**Coordinate labeling data**
----------

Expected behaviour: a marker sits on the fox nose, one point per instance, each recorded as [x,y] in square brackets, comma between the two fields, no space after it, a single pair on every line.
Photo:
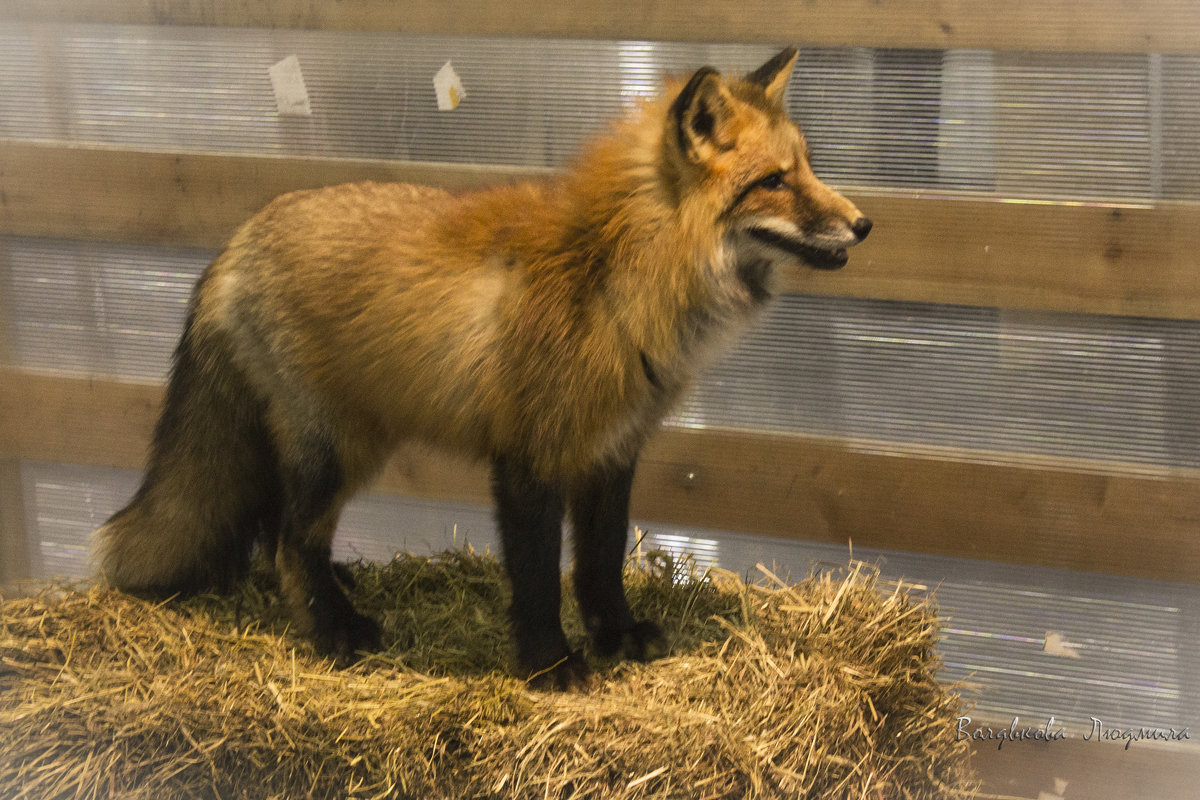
[861,228]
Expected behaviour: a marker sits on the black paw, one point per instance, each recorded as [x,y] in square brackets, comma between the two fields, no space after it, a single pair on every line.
[568,673]
[642,642]
[347,635]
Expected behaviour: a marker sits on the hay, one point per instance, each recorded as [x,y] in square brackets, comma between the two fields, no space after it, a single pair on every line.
[819,690]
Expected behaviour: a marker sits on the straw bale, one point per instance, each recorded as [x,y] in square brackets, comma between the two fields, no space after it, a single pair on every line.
[825,689]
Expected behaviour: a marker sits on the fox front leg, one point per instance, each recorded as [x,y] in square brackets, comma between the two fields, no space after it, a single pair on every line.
[600,525]
[529,513]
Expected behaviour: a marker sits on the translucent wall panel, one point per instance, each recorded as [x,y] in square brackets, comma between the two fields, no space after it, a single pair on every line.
[1107,388]
[1025,125]
[96,308]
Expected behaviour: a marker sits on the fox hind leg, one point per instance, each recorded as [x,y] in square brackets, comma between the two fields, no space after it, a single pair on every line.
[600,527]
[529,515]
[313,491]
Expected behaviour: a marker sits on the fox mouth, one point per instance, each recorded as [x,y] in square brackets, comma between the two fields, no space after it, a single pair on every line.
[815,257]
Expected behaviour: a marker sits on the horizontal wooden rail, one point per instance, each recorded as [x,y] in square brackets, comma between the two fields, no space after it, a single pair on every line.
[967,251]
[1077,515]
[1033,770]
[1102,25]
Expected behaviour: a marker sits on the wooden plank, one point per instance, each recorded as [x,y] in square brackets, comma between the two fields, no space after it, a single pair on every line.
[978,252]
[1067,513]
[15,557]
[1104,25]
[1068,257]
[1090,769]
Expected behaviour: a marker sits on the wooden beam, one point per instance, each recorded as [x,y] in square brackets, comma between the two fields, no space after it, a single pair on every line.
[1101,25]
[1077,769]
[187,199]
[1135,260]
[1008,507]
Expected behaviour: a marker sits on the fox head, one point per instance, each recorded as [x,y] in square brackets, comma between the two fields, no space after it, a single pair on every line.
[743,167]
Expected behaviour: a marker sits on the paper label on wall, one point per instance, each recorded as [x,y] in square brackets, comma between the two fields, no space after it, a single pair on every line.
[291,94]
[1056,644]
[449,88]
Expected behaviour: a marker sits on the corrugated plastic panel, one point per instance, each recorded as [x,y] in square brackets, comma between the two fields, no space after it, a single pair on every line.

----------

**EXERCISE GOAL**
Print, without any changes, everything from the line containing "Expected behaviour: a marker sits on the wooden plank, one" down to the last of the rows above.

**RESPONSE**
Expected behaviour: a marker sits on the wooden plank, one point per instance, each recorded as [x,y] in square brackets, comma between the two fields, no space after it, a single pair on every line.
[978,252]
[1067,513]
[15,557]
[1104,25]
[1068,257]
[1090,769]
Expected behaviour: a marker sits on the wooden beam, one point per instance, each recorded as [x,y] in square brackets, comma between the two fields, no space after it, a single pair on every line.
[1101,25]
[1077,769]
[187,199]
[1135,260]
[1008,507]
Expected behaviour: a marker sits on the fox head, one point per instance, each recorded as [x,y] in square brackets, comma between the two fields, no space after it, a single pair on every line.
[743,167]
Expected behaviour: a marker sits on the paper label on wall, one point per instance, each recorded as [x,y] in square brackets, comma between the two fields, no space after it, a single pair on every line.
[291,94]
[1056,644]
[449,88]
Expected behaviour: a marker sits on the corrugated plastic panel, one point per instance, each recorded as [x,y] in square brackets, comma between the two fields, no space after it, a single pair on every line.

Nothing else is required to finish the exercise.